Referring expression data
##########

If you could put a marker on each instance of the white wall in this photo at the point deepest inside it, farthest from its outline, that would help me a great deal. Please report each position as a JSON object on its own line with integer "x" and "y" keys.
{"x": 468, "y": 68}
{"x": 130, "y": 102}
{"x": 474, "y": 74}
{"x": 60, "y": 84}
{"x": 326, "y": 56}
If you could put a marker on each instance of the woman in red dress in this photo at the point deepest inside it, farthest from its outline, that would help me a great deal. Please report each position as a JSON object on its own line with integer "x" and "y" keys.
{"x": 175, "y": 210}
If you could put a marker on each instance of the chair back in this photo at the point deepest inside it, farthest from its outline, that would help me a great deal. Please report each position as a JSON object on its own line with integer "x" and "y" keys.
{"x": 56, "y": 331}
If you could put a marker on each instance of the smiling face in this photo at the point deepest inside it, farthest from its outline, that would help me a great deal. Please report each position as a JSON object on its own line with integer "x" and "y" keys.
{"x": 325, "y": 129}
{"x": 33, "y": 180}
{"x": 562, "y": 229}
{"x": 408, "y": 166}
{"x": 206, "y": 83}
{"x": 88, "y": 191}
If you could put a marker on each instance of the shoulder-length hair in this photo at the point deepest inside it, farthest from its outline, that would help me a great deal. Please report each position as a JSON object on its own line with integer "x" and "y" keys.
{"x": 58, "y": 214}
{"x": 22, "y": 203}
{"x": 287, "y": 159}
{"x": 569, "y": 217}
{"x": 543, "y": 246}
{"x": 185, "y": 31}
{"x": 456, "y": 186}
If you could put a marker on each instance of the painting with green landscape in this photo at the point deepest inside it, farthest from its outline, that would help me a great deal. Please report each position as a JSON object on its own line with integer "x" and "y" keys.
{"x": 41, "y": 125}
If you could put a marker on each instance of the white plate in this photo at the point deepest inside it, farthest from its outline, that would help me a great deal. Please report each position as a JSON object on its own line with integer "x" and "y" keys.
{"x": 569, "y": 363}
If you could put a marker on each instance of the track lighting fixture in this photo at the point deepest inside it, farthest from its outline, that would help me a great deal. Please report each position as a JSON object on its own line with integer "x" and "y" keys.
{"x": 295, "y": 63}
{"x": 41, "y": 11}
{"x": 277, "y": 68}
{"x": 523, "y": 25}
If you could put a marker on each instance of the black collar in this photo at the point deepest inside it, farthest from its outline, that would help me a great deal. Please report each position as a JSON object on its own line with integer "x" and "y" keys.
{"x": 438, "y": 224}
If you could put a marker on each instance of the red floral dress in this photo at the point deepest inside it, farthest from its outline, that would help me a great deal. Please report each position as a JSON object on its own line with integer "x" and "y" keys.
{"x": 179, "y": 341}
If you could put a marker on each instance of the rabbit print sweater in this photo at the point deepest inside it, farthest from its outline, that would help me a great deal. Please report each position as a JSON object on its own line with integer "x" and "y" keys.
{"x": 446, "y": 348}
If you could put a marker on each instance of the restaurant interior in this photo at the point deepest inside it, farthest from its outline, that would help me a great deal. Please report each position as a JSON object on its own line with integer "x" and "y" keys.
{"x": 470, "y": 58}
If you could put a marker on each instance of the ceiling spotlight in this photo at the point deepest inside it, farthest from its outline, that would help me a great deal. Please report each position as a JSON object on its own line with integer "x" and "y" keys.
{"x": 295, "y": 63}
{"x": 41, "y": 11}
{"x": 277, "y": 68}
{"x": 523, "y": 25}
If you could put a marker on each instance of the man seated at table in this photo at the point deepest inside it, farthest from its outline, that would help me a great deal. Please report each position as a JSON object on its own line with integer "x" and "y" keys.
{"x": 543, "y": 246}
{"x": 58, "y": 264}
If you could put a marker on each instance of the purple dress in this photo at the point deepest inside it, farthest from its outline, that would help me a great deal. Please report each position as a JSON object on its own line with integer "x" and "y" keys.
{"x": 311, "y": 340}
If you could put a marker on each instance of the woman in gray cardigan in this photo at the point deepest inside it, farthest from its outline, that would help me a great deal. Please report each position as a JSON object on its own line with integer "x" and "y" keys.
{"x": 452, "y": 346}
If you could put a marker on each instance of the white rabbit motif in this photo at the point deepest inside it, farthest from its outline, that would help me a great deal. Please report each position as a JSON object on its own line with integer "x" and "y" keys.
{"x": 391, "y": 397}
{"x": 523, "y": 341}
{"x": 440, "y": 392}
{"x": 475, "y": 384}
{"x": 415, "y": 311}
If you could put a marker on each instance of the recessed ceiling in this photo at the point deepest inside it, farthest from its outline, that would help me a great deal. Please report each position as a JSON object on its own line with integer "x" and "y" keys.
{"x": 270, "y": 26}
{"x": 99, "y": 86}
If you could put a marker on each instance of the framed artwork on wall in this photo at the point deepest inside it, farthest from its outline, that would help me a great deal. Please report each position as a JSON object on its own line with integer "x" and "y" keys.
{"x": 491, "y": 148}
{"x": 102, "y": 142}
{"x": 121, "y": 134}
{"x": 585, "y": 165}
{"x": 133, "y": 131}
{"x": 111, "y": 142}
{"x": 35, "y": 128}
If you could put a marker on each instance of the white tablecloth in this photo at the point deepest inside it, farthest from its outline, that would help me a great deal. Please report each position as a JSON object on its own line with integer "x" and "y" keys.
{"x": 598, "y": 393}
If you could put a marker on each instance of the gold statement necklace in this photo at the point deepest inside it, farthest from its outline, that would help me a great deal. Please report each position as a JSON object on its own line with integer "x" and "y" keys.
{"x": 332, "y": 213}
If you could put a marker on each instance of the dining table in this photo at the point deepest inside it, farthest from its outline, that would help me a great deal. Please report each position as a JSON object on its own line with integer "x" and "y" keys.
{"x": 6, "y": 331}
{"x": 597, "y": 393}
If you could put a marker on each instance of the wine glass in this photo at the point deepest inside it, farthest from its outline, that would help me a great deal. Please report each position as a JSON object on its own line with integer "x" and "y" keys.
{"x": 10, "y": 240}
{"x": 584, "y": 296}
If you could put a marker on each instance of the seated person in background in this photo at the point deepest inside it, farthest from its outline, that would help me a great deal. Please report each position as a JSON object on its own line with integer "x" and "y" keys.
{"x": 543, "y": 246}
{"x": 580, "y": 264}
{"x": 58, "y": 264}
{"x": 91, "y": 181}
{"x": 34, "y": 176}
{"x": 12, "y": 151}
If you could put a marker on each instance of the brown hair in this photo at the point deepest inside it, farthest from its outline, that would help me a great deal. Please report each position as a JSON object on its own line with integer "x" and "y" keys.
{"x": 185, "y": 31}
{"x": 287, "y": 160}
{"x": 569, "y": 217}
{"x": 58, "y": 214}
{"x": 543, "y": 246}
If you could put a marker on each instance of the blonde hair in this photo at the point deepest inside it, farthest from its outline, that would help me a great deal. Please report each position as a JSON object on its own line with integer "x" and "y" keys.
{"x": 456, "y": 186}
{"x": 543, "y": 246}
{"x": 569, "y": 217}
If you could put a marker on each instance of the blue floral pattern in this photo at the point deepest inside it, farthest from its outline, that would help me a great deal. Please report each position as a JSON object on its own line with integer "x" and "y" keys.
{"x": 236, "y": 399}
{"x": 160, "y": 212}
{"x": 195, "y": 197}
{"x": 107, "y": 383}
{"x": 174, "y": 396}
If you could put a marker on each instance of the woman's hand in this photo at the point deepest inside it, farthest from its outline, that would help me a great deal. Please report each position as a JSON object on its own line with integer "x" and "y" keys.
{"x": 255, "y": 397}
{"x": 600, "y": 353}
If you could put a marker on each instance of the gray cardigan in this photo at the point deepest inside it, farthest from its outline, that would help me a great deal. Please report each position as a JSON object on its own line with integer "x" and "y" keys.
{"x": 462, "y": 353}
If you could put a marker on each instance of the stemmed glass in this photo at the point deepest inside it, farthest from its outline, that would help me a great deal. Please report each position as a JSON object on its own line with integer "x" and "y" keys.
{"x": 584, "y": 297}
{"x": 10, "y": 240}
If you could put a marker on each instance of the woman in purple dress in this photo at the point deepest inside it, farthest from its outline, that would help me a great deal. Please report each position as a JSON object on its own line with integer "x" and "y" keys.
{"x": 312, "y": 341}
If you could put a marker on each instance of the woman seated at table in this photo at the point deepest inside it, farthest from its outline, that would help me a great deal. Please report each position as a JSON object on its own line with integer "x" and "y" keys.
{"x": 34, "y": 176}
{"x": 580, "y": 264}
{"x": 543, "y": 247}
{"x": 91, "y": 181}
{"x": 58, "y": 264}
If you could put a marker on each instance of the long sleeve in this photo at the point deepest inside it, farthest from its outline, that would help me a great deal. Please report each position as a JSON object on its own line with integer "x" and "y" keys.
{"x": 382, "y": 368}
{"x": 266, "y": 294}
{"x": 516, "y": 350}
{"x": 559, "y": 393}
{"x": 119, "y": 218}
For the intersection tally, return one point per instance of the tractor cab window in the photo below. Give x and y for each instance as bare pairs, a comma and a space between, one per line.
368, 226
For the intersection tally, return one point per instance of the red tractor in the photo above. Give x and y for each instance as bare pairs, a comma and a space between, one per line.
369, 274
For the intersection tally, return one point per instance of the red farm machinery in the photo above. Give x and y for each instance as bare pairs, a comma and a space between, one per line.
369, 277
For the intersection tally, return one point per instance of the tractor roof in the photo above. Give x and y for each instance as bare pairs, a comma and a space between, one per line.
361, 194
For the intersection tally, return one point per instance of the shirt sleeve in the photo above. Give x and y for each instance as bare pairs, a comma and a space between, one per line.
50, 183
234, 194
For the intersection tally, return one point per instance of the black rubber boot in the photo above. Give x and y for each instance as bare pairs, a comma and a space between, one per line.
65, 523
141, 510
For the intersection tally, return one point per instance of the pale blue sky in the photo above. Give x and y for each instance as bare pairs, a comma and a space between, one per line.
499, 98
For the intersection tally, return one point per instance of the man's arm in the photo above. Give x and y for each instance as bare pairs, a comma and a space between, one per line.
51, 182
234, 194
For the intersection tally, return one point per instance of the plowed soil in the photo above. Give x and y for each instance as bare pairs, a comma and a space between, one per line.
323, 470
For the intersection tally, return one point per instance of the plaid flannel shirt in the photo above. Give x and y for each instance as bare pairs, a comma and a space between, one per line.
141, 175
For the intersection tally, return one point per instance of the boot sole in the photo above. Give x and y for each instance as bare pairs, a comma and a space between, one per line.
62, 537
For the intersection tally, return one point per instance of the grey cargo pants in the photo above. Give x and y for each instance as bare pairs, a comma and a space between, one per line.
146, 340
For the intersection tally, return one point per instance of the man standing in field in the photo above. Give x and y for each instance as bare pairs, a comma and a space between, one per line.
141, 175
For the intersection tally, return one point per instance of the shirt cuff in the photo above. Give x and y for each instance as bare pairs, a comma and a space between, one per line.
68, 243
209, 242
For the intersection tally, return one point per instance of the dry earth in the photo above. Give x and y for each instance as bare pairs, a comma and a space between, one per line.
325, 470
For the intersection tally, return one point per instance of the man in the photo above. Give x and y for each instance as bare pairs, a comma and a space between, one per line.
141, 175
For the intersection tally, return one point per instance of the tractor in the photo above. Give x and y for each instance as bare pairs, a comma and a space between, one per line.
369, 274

##########

INSTRUCTIONS TO FOLLOW » Restate word for word each line of the data from the one with "of the plowed" to the last, keeping both ends.

ANSWER SPACE »
For the intersection tally, return one point per instance of the plowed soil in the photo above. Give x and y for each instance as bare pairs, a comma and a space between, one per line.
323, 470
For the intersection tally, return one point per instance of the plaid flannel shirt in the photo above. Give x and y for each instance as bare pairs, a comma and a space between, one per line.
141, 175
For the intersection tally, return one point per instance of the boot sole in the photo above. Give x and y for each instance as bare pairs, a comma and a space between, one per line.
62, 537
For the intersection tally, return one point per instance of the grey cargo pants in the photo above. Give x and y for each instance as bare pairs, a comma and a space between, one per line.
146, 340
For the intersection tally, return one point per instance of the man standing in field in the photo above. Give x and y for each instance as bare pairs, a comma and a space between, one per line.
141, 175
For the intersection tally, return one point per instance of the shirt cuff in the photo above. Give x and y for each instance as bare pairs, a comma and a space between, one per line.
68, 243
209, 242
For the intersection tally, return one point per instance of the dry earth in the photo above. Give x and y for each instance as bare pairs, a comma and a space between, one per line.
325, 470
For the intersection tally, return one point per instance of the man in the photo above. Give x and y for each instance as bare pairs, a comma and a space between, one per line.
141, 175
For the intersection tally, return one point per instance of the tractor in the photo above. Give x and y for each instance as bare pairs, a comma and a space between, one per line.
369, 274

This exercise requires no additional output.